== Segment start ==

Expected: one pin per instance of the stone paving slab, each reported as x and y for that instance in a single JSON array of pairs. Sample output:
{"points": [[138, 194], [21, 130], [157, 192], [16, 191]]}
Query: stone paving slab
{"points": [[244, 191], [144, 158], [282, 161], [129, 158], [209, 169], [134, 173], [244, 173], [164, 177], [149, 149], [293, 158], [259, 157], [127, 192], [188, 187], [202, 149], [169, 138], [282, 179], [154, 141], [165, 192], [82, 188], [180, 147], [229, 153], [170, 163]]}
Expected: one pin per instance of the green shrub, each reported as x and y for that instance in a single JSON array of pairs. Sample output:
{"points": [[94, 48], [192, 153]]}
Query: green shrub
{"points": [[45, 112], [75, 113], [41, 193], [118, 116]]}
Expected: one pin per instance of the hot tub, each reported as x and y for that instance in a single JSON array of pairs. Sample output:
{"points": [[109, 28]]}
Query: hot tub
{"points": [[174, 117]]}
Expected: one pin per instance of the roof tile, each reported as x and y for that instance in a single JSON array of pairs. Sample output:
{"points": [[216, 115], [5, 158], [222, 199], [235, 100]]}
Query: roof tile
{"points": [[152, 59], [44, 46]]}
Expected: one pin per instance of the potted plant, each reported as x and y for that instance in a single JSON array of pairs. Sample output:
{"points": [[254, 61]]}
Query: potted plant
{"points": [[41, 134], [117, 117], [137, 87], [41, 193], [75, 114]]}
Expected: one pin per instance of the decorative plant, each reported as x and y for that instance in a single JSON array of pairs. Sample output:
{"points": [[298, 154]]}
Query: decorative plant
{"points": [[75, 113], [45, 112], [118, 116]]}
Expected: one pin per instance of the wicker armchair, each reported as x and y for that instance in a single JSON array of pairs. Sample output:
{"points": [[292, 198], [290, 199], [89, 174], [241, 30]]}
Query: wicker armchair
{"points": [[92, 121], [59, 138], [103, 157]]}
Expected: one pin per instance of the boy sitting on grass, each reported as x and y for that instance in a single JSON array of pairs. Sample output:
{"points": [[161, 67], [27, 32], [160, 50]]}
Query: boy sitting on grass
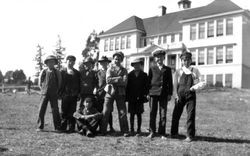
{"points": [[87, 118]]}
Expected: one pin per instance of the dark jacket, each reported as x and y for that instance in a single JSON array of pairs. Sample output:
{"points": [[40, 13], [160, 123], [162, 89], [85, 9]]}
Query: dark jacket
{"points": [[70, 83], [88, 81], [137, 87], [160, 81]]}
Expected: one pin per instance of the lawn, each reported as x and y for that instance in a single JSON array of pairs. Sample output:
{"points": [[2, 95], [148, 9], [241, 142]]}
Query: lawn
{"points": [[222, 128]]}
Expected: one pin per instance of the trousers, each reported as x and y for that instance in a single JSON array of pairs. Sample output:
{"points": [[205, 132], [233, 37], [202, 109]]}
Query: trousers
{"points": [[55, 111], [153, 104], [122, 112]]}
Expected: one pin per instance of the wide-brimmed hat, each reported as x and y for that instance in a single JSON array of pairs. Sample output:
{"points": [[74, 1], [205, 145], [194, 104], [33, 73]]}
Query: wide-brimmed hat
{"points": [[50, 57], [71, 57], [186, 54], [136, 60], [118, 54], [104, 59], [159, 52], [88, 59]]}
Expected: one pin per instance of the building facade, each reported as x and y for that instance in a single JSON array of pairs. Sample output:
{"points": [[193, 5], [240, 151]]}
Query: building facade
{"points": [[217, 35]]}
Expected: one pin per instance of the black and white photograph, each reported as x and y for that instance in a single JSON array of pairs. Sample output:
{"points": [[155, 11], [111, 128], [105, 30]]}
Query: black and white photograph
{"points": [[125, 78]]}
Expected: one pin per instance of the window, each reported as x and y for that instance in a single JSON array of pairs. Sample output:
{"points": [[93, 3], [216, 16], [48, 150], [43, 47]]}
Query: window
{"points": [[210, 30], [202, 78], [219, 27], [218, 79], [172, 38], [193, 52], [229, 54], [201, 30], [193, 32], [123, 42], [159, 40], [111, 45], [210, 56], [228, 80], [128, 46], [117, 43], [229, 26], [219, 55], [165, 39], [180, 37], [106, 44], [201, 57], [210, 80]]}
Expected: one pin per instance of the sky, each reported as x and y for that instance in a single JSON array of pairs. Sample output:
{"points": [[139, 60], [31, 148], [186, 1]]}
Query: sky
{"points": [[26, 23]]}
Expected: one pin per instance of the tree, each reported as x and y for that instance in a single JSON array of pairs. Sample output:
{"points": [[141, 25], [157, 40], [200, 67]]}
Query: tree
{"points": [[18, 76], [39, 62], [59, 52], [1, 77], [9, 76]]}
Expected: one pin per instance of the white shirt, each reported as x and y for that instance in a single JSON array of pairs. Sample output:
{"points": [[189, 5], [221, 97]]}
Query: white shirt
{"points": [[198, 84]]}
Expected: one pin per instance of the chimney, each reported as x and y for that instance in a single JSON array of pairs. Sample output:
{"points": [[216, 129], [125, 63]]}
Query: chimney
{"points": [[163, 10], [184, 4]]}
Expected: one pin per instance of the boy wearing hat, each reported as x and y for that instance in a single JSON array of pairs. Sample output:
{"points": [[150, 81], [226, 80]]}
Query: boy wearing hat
{"points": [[69, 93], [87, 118], [116, 78], [136, 93], [49, 82], [88, 79], [100, 92], [160, 92], [186, 82]]}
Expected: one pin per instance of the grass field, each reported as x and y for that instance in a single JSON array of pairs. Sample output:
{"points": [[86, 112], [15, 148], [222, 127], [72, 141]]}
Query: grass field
{"points": [[222, 128]]}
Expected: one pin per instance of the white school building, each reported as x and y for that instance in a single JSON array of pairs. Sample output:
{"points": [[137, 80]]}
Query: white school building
{"points": [[217, 35]]}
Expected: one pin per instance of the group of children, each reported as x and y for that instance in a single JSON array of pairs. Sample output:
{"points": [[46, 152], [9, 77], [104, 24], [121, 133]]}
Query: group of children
{"points": [[98, 90]]}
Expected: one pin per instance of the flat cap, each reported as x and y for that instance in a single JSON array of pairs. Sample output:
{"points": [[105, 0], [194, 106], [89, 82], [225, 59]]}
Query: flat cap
{"points": [[159, 52], [50, 57], [119, 53]]}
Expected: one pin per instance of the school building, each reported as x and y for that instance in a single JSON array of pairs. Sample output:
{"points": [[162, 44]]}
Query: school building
{"points": [[217, 35]]}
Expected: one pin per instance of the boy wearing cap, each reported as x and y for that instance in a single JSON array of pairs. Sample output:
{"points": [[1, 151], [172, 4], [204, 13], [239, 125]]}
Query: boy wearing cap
{"points": [[186, 82], [69, 93], [87, 118], [136, 93], [116, 78], [160, 92], [100, 92], [49, 82], [88, 79]]}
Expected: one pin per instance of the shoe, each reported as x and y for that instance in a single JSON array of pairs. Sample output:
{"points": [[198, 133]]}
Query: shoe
{"points": [[89, 134], [81, 132], [126, 134], [39, 130], [112, 130], [174, 136], [151, 135], [163, 137], [188, 139]]}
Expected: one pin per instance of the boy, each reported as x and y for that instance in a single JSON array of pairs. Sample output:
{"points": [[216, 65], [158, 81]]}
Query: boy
{"points": [[185, 84], [87, 118], [160, 92], [136, 93], [116, 78], [88, 79], [100, 92], [69, 93], [49, 82]]}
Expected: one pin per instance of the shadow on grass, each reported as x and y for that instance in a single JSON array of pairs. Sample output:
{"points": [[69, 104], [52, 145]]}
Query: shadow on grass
{"points": [[222, 140], [10, 128], [3, 149]]}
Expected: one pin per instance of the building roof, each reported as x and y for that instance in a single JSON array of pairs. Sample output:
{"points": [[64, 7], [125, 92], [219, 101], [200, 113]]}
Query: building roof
{"points": [[131, 23], [170, 22]]}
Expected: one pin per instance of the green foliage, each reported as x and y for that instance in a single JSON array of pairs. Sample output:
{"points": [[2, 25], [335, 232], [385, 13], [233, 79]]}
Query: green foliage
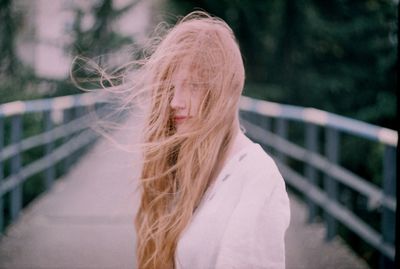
{"points": [[96, 43], [335, 55]]}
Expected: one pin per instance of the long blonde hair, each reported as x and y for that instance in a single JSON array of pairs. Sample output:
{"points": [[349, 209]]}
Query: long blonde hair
{"points": [[179, 167]]}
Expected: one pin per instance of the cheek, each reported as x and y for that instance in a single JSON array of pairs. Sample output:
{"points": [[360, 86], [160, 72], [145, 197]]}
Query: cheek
{"points": [[196, 102]]}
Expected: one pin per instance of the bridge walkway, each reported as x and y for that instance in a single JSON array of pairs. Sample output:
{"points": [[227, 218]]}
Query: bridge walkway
{"points": [[86, 221]]}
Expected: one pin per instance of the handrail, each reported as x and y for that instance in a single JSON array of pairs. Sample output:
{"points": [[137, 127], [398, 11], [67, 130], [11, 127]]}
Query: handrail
{"points": [[73, 131], [321, 118], [313, 161]]}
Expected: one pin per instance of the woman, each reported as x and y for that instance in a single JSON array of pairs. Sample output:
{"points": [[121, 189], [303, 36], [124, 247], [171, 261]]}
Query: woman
{"points": [[210, 197]]}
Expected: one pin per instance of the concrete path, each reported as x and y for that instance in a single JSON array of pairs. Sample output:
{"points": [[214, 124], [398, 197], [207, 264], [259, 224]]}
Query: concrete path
{"points": [[86, 221]]}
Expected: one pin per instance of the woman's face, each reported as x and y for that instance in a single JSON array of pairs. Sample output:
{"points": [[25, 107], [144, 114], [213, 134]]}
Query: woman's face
{"points": [[187, 97]]}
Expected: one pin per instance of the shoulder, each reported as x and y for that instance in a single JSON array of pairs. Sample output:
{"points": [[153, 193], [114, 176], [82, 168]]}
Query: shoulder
{"points": [[261, 171]]}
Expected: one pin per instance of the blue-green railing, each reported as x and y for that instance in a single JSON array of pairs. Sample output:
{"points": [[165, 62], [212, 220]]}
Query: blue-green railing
{"points": [[260, 128], [73, 122], [65, 121]]}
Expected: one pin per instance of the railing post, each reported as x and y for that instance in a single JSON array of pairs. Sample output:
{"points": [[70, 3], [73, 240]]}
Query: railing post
{"points": [[16, 193], [330, 184], [388, 223], [50, 172], [265, 123], [1, 173], [310, 171], [67, 117], [282, 132]]}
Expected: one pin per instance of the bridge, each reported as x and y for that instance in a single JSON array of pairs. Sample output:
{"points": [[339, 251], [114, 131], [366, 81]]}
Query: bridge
{"points": [[83, 217]]}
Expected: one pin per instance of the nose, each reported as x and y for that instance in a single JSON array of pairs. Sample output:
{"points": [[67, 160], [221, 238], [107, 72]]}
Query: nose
{"points": [[178, 99]]}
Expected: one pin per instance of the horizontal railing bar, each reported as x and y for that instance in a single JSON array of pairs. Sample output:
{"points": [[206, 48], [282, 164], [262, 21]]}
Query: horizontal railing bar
{"points": [[322, 118], [45, 137], [374, 194], [58, 154], [345, 216], [56, 103]]}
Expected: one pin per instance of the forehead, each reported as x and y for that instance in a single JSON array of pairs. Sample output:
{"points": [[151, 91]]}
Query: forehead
{"points": [[191, 70]]}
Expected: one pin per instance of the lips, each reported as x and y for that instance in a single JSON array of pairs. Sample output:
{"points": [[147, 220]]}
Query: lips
{"points": [[179, 119]]}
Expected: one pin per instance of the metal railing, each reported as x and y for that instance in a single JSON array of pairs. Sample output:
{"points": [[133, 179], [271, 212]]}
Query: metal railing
{"points": [[259, 128], [64, 130]]}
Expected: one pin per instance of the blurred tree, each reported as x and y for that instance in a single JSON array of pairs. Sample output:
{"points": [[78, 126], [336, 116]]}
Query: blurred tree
{"points": [[8, 28], [99, 39], [336, 55], [15, 78]]}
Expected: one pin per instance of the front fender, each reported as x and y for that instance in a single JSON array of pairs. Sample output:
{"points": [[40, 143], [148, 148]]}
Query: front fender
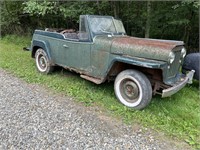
{"points": [[142, 62]]}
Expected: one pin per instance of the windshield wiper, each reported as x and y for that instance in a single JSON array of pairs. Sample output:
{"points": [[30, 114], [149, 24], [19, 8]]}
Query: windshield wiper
{"points": [[104, 31]]}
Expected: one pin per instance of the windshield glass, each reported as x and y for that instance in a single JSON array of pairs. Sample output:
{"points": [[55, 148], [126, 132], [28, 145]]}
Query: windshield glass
{"points": [[104, 25]]}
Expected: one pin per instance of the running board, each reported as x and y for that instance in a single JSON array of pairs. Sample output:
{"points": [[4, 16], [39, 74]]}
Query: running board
{"points": [[95, 80]]}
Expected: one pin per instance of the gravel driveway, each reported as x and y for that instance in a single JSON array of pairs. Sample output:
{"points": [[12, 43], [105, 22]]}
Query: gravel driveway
{"points": [[32, 117]]}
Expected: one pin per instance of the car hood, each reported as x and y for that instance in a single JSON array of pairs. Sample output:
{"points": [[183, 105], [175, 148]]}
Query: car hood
{"points": [[143, 47]]}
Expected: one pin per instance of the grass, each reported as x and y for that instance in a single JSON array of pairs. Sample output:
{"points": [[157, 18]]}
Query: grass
{"points": [[177, 116]]}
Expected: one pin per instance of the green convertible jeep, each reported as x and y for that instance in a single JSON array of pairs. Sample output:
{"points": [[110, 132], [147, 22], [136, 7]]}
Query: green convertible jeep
{"points": [[101, 51]]}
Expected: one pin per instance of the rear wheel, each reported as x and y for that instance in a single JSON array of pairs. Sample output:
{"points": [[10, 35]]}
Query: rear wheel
{"points": [[42, 62], [133, 89]]}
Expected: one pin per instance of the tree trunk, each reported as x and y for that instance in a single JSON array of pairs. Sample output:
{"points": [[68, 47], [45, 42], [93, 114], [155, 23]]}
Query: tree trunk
{"points": [[148, 21]]}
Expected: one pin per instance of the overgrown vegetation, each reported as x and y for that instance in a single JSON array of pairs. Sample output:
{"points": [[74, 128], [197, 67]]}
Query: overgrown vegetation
{"points": [[175, 20], [177, 116]]}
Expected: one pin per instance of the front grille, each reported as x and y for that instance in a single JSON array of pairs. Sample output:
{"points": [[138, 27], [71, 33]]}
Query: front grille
{"points": [[175, 66]]}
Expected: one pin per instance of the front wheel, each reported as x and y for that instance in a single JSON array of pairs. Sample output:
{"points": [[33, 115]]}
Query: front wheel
{"points": [[42, 62], [133, 89]]}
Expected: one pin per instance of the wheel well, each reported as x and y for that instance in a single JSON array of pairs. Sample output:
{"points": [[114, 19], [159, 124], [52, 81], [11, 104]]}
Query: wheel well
{"points": [[35, 48], [152, 74]]}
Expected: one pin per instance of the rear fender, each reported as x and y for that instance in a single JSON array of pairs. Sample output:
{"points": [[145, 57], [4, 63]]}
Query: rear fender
{"points": [[36, 44]]}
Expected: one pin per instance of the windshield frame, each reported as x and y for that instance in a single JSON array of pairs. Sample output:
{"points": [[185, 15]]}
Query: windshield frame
{"points": [[103, 32]]}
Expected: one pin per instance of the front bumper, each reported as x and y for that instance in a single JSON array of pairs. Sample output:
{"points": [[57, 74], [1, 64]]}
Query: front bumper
{"points": [[183, 81]]}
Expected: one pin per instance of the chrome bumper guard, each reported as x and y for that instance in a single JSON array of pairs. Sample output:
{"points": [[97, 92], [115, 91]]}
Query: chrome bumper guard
{"points": [[172, 90]]}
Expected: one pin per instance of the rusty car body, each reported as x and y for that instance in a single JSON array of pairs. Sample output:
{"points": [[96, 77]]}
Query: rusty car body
{"points": [[101, 51]]}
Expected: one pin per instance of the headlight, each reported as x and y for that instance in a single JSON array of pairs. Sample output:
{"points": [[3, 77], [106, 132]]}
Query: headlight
{"points": [[183, 52], [171, 57]]}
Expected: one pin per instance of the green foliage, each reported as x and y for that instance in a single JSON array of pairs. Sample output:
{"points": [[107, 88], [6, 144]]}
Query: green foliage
{"points": [[174, 20], [177, 116]]}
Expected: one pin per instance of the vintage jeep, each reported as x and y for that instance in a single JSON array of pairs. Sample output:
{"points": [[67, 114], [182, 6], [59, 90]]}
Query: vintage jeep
{"points": [[101, 51]]}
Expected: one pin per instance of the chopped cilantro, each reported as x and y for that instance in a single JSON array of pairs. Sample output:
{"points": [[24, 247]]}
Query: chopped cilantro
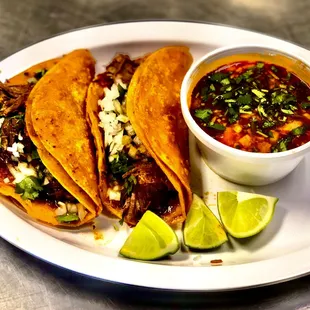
{"points": [[233, 115], [258, 93], [204, 94], [268, 124], [29, 187], [216, 126], [225, 81], [245, 99], [203, 114], [299, 131], [286, 111], [247, 74], [70, 217], [305, 105], [281, 145], [227, 95], [261, 111]]}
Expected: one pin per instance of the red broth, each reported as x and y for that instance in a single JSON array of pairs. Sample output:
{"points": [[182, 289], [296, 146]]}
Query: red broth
{"points": [[254, 107]]}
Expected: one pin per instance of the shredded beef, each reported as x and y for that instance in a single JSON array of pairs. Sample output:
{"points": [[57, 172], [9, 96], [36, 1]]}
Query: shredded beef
{"points": [[153, 191]]}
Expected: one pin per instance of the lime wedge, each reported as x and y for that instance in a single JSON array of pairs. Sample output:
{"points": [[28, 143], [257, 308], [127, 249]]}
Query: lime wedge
{"points": [[202, 230], [151, 239], [245, 214]]}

== Segment end ==

From the material above, set down exactly the lines between the line holding "Query: nose" and the line holding "Expected: one pin per instance of the metal", inclusive. Include nothing else.

Query: nose
{"points": [[178, 99]]}
Expected: one pin per instance of the horizontal railing bar, each reported as x and y for that instance in a single JSON array of pairs. Sample output:
{"points": [[206, 48], [282, 164], [262, 21]]}
Query: horizontal railing bar
{"points": [[322, 118], [45, 137], [374, 194], [58, 154], [345, 216], [56, 103]]}
Expected: one pin per instance of the forehead, each reported as x and y for that instance in a single JSON array of pairs. Sample output:
{"points": [[151, 91]]}
Query: forehead
{"points": [[191, 70]]}
Expected: one pin per instance of the lips, each reported as x and y for that instance in a single JSON array of pairs. Sample output:
{"points": [[147, 220]]}
Query: lips
{"points": [[179, 119]]}
Expected: one pin per instance of the metal railing, each reported as x and y for that instance in a single JSON array of pairs. Sample output:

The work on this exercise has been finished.